Rewrite all of the records with "Target" changed to "Object" and every other line left unchanged. Omit the pictures from your version.
* Start Provided material *
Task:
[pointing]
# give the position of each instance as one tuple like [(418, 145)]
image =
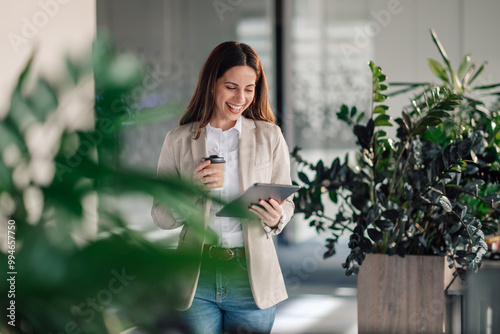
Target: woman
[(238, 281)]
* End Provided material *
_Final answer_:
Task:
[pointing]
# give the position of each instance as one tuple like [(418, 145)]
image =
Object: woman
[(238, 281)]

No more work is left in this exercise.